[Text-to-region grounding data]
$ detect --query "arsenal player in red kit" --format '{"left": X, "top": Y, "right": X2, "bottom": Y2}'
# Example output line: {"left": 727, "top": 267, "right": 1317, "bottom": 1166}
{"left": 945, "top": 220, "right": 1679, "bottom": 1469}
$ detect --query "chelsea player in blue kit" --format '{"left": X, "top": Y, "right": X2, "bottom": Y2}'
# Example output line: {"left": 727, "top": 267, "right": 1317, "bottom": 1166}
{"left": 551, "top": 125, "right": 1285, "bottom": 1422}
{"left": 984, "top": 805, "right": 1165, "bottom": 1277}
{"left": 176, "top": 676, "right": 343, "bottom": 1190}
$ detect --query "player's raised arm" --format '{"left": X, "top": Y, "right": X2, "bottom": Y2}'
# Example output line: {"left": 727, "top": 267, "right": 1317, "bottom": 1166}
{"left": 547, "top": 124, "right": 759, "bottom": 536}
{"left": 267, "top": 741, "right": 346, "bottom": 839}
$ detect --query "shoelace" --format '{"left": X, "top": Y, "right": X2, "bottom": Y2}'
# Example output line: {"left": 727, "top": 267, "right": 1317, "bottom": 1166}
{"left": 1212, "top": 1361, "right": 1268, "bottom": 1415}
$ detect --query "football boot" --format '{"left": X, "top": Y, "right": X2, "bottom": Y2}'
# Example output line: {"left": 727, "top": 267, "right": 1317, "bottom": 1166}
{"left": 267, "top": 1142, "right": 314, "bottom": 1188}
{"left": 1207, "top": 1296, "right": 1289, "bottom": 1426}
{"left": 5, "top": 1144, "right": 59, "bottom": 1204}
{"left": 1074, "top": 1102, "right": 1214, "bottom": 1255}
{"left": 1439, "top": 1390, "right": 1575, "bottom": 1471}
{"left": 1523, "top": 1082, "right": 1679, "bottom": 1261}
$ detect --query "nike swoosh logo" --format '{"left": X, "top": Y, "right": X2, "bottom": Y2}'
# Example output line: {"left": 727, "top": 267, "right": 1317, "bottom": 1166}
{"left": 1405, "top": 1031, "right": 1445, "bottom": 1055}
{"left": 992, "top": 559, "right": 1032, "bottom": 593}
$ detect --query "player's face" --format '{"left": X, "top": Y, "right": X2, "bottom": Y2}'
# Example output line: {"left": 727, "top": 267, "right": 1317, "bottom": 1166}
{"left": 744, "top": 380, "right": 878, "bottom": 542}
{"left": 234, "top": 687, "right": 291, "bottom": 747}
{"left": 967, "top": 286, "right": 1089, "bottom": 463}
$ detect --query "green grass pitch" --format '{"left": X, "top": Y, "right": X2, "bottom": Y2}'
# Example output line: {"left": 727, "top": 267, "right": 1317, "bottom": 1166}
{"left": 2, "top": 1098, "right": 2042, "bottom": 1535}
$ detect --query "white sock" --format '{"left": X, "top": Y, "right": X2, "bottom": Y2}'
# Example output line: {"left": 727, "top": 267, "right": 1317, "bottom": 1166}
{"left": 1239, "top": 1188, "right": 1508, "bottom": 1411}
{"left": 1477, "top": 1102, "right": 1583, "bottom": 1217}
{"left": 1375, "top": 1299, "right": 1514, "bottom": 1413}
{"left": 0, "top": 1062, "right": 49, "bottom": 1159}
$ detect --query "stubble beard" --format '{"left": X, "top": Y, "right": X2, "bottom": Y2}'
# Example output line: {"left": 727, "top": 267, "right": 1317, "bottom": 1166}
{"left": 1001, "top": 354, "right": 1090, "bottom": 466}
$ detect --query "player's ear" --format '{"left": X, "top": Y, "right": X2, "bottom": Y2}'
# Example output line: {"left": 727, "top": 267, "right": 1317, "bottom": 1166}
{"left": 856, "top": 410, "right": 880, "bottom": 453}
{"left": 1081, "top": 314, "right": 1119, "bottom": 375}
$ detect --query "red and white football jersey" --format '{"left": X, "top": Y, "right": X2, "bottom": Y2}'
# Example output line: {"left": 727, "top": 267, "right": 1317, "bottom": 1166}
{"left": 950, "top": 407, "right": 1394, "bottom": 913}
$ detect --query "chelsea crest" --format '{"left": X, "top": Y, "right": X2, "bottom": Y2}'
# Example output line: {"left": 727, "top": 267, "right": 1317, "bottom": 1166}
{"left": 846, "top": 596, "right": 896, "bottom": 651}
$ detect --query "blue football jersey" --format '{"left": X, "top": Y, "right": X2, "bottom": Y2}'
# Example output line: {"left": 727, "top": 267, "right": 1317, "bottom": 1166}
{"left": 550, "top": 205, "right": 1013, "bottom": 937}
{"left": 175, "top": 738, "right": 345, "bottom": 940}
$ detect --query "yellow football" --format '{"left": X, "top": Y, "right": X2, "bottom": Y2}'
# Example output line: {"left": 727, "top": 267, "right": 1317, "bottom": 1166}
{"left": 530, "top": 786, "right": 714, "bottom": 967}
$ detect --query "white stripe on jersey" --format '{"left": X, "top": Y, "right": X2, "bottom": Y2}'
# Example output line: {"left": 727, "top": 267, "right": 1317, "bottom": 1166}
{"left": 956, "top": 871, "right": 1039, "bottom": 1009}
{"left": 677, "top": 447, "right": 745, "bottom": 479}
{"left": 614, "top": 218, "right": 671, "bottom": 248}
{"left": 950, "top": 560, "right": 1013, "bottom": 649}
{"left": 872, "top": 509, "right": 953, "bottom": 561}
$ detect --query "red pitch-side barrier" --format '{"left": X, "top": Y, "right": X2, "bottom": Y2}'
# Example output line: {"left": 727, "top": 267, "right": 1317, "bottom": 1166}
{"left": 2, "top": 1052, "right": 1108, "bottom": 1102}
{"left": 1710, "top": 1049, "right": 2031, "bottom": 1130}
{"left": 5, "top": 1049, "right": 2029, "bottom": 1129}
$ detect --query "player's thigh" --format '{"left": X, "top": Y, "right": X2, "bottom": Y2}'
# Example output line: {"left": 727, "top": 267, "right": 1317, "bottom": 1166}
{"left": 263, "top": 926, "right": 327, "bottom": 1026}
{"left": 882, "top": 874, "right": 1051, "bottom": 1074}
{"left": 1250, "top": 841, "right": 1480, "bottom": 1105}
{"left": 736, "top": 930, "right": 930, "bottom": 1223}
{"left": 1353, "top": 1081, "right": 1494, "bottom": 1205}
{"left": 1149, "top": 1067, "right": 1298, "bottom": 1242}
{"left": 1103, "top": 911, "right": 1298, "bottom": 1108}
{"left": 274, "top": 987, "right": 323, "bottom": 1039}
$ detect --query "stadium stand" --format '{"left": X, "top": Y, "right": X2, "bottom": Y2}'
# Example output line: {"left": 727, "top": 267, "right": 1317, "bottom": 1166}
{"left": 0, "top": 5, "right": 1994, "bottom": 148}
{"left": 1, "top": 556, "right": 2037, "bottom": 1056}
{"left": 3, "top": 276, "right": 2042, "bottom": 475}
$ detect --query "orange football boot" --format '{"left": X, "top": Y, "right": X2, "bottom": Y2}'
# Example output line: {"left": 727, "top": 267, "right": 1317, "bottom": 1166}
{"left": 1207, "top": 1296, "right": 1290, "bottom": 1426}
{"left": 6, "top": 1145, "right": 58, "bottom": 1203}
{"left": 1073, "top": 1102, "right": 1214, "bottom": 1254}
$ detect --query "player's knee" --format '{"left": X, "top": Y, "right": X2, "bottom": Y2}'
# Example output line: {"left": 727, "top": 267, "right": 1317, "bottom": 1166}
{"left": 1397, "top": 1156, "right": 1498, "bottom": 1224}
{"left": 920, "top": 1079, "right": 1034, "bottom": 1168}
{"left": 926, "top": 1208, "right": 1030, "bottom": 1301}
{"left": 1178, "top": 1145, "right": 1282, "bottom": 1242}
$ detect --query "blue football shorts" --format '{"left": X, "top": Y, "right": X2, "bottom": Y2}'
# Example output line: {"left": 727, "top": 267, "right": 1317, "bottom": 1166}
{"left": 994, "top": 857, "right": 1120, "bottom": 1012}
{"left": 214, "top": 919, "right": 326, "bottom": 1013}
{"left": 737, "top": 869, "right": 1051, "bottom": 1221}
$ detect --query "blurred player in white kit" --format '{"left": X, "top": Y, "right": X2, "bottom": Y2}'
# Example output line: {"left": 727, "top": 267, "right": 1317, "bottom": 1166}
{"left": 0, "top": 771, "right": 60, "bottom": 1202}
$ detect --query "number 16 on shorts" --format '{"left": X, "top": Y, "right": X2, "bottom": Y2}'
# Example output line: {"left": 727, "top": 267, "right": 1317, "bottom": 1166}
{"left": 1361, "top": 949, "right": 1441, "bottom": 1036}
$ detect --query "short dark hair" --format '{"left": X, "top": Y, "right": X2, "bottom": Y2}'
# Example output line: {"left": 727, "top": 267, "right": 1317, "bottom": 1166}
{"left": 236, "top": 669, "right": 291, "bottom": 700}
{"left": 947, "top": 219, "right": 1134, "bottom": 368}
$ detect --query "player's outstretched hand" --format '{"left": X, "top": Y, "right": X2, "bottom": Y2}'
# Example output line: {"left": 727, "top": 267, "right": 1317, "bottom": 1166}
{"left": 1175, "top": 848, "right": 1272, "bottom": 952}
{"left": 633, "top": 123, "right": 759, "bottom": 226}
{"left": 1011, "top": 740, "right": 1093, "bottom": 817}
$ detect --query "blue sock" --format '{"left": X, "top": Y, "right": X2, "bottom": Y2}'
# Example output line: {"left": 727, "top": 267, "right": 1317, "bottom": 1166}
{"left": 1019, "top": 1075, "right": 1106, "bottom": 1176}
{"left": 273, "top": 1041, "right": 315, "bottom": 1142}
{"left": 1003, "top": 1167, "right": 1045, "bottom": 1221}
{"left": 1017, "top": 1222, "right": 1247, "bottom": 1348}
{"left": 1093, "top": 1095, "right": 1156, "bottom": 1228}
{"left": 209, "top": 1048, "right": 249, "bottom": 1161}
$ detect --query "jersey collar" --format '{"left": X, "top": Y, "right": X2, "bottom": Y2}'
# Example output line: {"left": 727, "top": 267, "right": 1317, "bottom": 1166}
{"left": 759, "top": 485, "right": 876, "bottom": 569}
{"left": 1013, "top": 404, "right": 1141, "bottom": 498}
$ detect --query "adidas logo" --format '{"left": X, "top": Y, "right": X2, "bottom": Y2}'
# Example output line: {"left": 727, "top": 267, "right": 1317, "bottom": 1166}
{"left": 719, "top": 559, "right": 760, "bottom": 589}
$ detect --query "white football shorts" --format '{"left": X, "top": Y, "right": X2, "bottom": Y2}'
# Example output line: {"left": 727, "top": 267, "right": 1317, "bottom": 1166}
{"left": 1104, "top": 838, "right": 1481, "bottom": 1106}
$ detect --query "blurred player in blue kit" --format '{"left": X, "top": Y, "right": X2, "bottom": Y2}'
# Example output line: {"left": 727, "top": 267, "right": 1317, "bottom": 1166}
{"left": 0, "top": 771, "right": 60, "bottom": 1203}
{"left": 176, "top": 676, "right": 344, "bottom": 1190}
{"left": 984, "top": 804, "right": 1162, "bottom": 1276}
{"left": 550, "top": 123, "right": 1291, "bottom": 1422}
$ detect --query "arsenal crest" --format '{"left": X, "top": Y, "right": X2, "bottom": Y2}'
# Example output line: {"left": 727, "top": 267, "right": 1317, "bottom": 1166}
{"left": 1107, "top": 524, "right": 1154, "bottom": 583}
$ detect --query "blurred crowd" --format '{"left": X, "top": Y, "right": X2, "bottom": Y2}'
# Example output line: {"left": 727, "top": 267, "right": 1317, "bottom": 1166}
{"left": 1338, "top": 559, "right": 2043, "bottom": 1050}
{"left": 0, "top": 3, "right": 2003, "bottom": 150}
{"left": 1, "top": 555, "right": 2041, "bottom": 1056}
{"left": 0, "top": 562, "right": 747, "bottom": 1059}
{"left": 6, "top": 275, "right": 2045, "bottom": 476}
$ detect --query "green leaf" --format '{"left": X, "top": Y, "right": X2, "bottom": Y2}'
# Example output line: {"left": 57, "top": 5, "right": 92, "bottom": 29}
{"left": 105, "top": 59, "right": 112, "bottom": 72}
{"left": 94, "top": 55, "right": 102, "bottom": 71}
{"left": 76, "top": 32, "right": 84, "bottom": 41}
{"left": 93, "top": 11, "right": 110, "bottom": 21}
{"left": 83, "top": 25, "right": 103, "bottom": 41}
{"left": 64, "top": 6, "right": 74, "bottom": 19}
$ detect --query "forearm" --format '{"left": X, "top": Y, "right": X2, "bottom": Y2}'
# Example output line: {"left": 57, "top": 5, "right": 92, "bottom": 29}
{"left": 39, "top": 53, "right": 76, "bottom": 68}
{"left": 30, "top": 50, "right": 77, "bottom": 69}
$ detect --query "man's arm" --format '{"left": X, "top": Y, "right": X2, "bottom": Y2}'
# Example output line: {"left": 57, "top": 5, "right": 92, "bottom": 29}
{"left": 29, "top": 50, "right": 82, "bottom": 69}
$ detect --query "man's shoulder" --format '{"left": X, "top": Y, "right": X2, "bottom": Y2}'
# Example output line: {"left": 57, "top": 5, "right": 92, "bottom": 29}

EXERCISE AIM
Would you please copy every line in the data that contains the word "chelsea"?

PROBLEM SOLUTION
$ detect --query "chelsea player in blue kit" --format '{"left": X, "top": Y, "right": X2, "bottom": Y2}'
$ detect --query "chelsea crest" --format '{"left": X, "top": Y, "right": X2, "bottom": Y2}'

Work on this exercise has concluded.